▸ Goal a
Answer these questions from the farm blog post:
(i) Which animal, besides most of the chickens, is staying on the farm?
(ii) How many hens are setting eggs?
(iii) How many years did it take to learn about the land?

▸ Source extract
_ _ _ _ _
Tuesday, April 30, 2013

Closure: The Last Blog Post

So this is it.  The last post from Pleasant Places Farm.  Done.  Finale.  Closure.

We have sold the place.  Signed papers last week, and are now on borrowed,  correction: rented, time until we close on the new house and get moved.  Inside this house there are boxes everywhere.  Empty ones, taped up and labeled ones,  gaping ones.  Large pieces of furniture are missing, either given away or sold.  We are downsizing, after all.  The house's original carpeting, in a color I would have never chosen, I notice is still in obstinately good shape.  I kept waiting for it wear out so I could justify replacing it, and it just never did.

Outside, the spring season is glorious, and Pleasant Places is as beautiful as she has ever been.  I can not tell whether she is bidding me a fond farewell, or taunting me.  I wake every morning to the dawn chorus of birds.  There is, to me, something almost humorous in the extravagance of all that singing. It makes me smile.  The apple tree is blooming, and the dogwoods, and the iris, or it irises?  After a weekend of soaking rain, the springs have popped up again in  the barnyard.  The sparkle of the water everywhere among the bright green grass has a surreal beauty.  The chickens make their happy, clucky noise.  A tractor putters away in a distant neighbor's garden.  Wild turkeys visit the far end of the pasture.  Apparently, all is right on Pleasant Places Farm.

Two of the hens are setting eggs which should hatch just before we leave.   Most of the chickens are staying here, and so is Pico, the guard dog.  He seems to belong more to the farm than to us, and though I will miss him, when the new owners asked us to leave him, it seemed right.

With or without me, things go on as they should.  I am reminded of a summer day when I sat on the stone wall at the old homestead above the pasture and realized I was just one in probably a very long line of stewards of this piece of land.  I, like the ones before, would move on or pass on, but the land itself would remain. And now that day has come.  Sooner that I expected, but in the proper time, I have no doubt.

I am starting a file for the new owners, writing down things it will be helpful for them to know.  Trying to resist the urge to tell them everything it took ten years to learn about this land.   Enough to be helpful, not enough to rob them of the adventure of discovering things on their own.  They are escaping the city and longing to come here and learn to be more self-reliant.  I feel glad to be handing it over to people I believe will enjoy it as I have.
_ _ _ _ _
▸ Supplied material
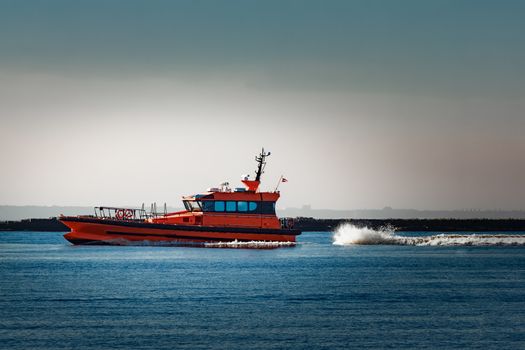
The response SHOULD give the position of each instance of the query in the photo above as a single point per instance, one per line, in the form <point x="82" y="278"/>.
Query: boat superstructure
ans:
<point x="220" y="214"/>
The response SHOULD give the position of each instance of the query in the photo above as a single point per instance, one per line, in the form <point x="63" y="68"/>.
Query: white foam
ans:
<point x="249" y="244"/>
<point x="348" y="234"/>
<point x="228" y="244"/>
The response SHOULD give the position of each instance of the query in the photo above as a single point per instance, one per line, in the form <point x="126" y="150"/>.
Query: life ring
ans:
<point x="119" y="214"/>
<point x="128" y="214"/>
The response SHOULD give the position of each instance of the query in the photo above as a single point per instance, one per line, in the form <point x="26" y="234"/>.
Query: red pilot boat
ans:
<point x="217" y="215"/>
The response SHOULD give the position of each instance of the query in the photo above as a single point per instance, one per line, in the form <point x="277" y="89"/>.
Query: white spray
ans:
<point x="348" y="234"/>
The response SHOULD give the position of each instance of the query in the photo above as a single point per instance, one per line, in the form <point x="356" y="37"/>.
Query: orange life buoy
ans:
<point x="128" y="214"/>
<point x="119" y="214"/>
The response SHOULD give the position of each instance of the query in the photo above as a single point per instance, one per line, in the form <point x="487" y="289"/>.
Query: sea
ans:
<point x="354" y="288"/>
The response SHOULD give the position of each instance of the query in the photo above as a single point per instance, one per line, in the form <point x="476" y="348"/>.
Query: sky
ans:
<point x="363" y="104"/>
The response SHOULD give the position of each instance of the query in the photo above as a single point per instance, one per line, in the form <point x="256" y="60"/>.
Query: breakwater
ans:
<point x="313" y="224"/>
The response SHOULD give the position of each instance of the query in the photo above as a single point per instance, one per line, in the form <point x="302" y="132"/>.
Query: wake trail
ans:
<point x="348" y="234"/>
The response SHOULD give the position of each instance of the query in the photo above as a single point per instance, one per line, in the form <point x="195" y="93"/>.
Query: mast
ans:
<point x="261" y="163"/>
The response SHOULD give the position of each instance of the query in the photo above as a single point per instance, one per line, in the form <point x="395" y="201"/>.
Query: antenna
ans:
<point x="261" y="163"/>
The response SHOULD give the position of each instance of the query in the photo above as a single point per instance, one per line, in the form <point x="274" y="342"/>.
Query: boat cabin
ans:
<point x="241" y="207"/>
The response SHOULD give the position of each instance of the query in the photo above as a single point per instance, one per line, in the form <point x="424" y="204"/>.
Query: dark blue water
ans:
<point x="312" y="296"/>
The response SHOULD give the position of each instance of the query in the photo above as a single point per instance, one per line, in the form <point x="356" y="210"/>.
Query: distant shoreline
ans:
<point x="313" y="224"/>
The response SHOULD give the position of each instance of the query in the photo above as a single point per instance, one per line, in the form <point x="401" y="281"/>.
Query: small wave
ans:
<point x="348" y="234"/>
<point x="249" y="244"/>
<point x="227" y="244"/>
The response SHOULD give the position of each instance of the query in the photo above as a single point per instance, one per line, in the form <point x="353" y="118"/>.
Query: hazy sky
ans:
<point x="363" y="104"/>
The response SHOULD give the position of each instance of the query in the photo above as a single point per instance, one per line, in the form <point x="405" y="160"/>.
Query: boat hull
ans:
<point x="89" y="230"/>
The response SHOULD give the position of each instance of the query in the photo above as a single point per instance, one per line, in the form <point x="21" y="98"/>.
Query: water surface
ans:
<point x="314" y="295"/>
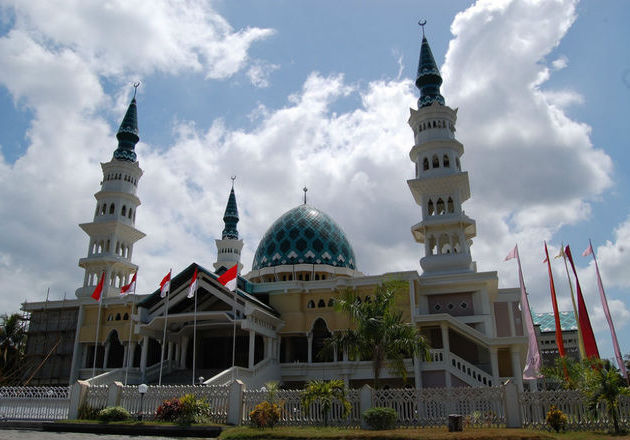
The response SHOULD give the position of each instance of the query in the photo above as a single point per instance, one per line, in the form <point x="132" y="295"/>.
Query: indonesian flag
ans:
<point x="193" y="285"/>
<point x="228" y="279"/>
<point x="165" y="285"/>
<point x="99" y="288"/>
<point x="124" y="290"/>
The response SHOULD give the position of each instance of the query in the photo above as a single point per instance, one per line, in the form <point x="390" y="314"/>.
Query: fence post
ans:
<point x="365" y="402"/>
<point x="114" y="393"/>
<point x="512" y="405"/>
<point x="78" y="391"/>
<point x="235" y="402"/>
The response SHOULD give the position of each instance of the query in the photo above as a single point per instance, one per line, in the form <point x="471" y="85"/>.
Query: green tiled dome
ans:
<point x="304" y="235"/>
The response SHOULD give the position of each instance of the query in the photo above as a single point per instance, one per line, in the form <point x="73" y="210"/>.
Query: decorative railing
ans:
<point x="535" y="405"/>
<point x="34" y="403"/>
<point x="431" y="406"/>
<point x="294" y="413"/>
<point x="217" y="397"/>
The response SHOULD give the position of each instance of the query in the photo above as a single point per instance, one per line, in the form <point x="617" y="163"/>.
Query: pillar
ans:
<point x="494" y="364"/>
<point x="74" y="369"/>
<point x="516" y="367"/>
<point x="310" y="347"/>
<point x="106" y="355"/>
<point x="252" y="345"/>
<point x="143" y="355"/>
<point x="182" y="363"/>
<point x="132" y="353"/>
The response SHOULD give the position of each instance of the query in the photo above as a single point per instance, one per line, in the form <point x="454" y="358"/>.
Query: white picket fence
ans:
<point x="34" y="403"/>
<point x="535" y="405"/>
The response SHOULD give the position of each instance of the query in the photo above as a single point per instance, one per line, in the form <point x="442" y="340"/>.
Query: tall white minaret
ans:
<point x="440" y="186"/>
<point x="113" y="233"/>
<point x="229" y="247"/>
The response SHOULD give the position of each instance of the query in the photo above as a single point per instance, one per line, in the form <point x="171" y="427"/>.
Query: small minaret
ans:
<point x="113" y="233"/>
<point x="440" y="186"/>
<point x="229" y="247"/>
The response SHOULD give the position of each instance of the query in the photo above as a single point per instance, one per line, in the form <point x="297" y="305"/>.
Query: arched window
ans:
<point x="440" y="207"/>
<point x="320" y="333"/>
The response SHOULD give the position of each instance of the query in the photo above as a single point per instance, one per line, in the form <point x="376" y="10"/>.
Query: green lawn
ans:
<point x="334" y="433"/>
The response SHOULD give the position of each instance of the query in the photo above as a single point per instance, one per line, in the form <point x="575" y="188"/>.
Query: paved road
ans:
<point x="11" y="434"/>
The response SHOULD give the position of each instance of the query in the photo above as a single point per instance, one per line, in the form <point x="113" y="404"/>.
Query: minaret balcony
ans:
<point x="444" y="221"/>
<point x="453" y="262"/>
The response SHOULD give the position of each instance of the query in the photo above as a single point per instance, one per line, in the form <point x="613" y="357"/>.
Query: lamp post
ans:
<point x="142" y="389"/>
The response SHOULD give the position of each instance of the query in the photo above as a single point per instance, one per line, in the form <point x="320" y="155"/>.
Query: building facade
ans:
<point x="273" y="326"/>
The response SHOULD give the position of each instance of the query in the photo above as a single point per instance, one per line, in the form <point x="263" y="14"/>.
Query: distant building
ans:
<point x="545" y="326"/>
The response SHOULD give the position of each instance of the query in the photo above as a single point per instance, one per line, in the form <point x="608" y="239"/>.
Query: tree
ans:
<point x="379" y="332"/>
<point x="12" y="344"/>
<point x="604" y="384"/>
<point x="325" y="392"/>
_ _ _ _ _
▸ Goal b
State how many lines of the listing contain the string "boat". Give only the number.

▸ Task response a
(i) Pico, the guard dog
(ii) Two
(iii) Ten years

▸ Task response b
4